- GIVEN PROBLEM -
Write the data out again in full, with no departure from the original.

>> Begin

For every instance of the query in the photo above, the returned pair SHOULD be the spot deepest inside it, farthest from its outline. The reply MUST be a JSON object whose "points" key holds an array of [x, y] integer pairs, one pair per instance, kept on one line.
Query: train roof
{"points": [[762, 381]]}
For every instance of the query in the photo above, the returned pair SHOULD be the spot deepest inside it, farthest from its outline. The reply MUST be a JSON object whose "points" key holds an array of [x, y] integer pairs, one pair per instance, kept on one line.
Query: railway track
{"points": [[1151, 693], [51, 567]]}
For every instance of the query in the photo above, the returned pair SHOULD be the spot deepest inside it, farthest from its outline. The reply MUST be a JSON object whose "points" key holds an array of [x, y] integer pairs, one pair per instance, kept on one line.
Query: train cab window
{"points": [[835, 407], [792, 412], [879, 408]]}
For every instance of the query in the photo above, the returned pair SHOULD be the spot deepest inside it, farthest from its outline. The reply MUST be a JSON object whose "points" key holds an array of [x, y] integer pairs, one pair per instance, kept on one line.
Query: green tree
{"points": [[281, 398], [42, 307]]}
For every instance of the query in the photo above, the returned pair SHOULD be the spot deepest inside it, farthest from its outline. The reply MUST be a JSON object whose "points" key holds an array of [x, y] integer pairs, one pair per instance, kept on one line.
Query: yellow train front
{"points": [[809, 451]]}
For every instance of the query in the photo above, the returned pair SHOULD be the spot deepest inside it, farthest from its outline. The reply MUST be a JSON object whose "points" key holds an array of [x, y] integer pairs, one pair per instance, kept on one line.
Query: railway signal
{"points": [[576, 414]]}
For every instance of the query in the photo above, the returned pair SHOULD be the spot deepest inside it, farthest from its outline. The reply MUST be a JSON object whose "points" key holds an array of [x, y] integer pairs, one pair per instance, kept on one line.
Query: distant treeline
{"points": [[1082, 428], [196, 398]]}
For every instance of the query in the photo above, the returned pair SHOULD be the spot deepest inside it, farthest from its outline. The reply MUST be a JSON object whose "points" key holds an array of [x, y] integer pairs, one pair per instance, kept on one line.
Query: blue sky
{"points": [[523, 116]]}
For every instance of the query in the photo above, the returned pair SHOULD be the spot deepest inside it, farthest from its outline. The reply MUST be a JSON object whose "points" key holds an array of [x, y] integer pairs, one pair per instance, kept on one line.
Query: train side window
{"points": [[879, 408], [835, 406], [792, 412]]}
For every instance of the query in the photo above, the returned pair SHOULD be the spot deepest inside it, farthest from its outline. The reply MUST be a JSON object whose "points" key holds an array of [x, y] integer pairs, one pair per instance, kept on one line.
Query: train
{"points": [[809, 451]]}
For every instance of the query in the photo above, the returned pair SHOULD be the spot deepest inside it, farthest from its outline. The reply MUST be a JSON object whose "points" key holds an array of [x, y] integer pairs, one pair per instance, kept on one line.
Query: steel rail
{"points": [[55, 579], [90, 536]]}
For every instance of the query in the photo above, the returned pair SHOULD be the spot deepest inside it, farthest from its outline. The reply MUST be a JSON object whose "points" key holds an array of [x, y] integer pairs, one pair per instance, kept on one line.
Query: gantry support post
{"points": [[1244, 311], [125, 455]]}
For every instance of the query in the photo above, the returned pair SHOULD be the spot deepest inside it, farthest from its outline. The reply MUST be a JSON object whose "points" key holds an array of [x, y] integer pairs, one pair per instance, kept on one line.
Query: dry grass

>> End

- WORKED SOLUTION -
For every instance of the query in the photo above, the returned pair SHOULD be the spot deepest inside it, farthest from its outline. The reply MUST be a JSON object whose "points" key holds an array of [x, y] integer pairs, one pair per instance, kept on one line.
Query: train roof
{"points": [[762, 381]]}
For every instance of the query in the photo above, the returned pair SHOULD be the spot deepest inside it, farthest from its outline. The reply MUST be a JSON object whose "points" key holds an array of [x, y] integer pairs, one pair per instance, kept on one line.
Query: railway track
{"points": [[1151, 693], [51, 567]]}
For every instance of the query in the photo above, the returned pair SHOULD be the spot deepest inside it, farthest from its outline. The reply MUST be a JSON object whose "points" key holds an array of [x, y] integer pairs, one pair per instance, kept on one line.
Query: train cab window
{"points": [[835, 407], [792, 412], [879, 408]]}
For every instance of the query in the photo above, the returned pair SHOULD be the spot deepest inside it, farthest from its outline. The reply MUST be a JSON object whose "points" key holds an array of [x, y] integer pairs, one pair per instance, kept on one line.
Query: green tree
{"points": [[281, 398], [42, 307]]}
For every instance of the query in the photo above, the returned pair SHOULD be the spot deepest inside it, farthest from its outline. The reply MUST be a JSON object whose "points" key holds an array of [x, y] integer pairs, one pair per instance, kept on one line.
Query: yellow train front
{"points": [[809, 451]]}
For every instance of the query in the photo above, the returned pair SHOULD be the spot deepest inside it, farthest from its outline. The reply MUST be a JSON object whose "points" key holds an array of [x, y] integer pairs, one pair per instance, kept on one line.
Query: railway signal
{"points": [[576, 414]]}
For every instance of the query in the photo above, the returned pair SHOULD be the spot deepest inside it, farthest from its outline. The reply MUST be a JSON object whose "points" key holds an array of [x, y] integer pairs, one pair per instance, kept on one line.
Query: distant treeline
{"points": [[1082, 428], [196, 398]]}
For every instance of the query in the photo above, the returned pair SHOULD be the spot deepest inside it, farthest from its outline. The reply MUST be a JSON object whose "points" key holds an array of [x, y] integer pairs, one pair per instance, kept on one line.
Query: blue sky
{"points": [[523, 116]]}
For every instance of the query in the photo above, the returned pair SHOULD be the spot deepest inside it, farthest from its outline. The reply MUST be a JSON object whose "points" key holds an array of [x, y] integer pairs, one pair per instance, kept on one line.
Query: train side window
{"points": [[879, 408], [835, 406], [792, 412]]}
For every instance of the query in the photo above, the returned pair SHOULD be the spot deepest inside it, farthest from its outline. The reply MUST be a JSON object whose "points" key holds an array of [x, y] integer pairs, one pair per instance, kept on one line.
Query: train
{"points": [[809, 451]]}
For every instance of the query in the photo above, the returned pair SHOULD be the spot deepest inside it, farthest from its outline. The reply MUST be a JSON object whose "points" key holds an array of [x, y] integer pairs, one pair per instance, kept on one line.
Query: steel rail
{"points": [[55, 579], [90, 536]]}
For every instance of the query in the photo above, the returned pair SHOULD be the spot deepest inside it, farthest from its outline. The reply MUST be a JSON object whose "points" key holds an array of [x, y] integer pairs, one pair per instance, kept on one line.
Query: gantry support post
{"points": [[1244, 311], [125, 455]]}
For every instance of the query in the photo above, the returned pair SHOULD be the spot deepest inside it, farthest from its outline. The reply MUST be a JSON object whose "points" key holds an array of [x, y] integer pairs, one pair per instance, kept on one line.
Query: dry grass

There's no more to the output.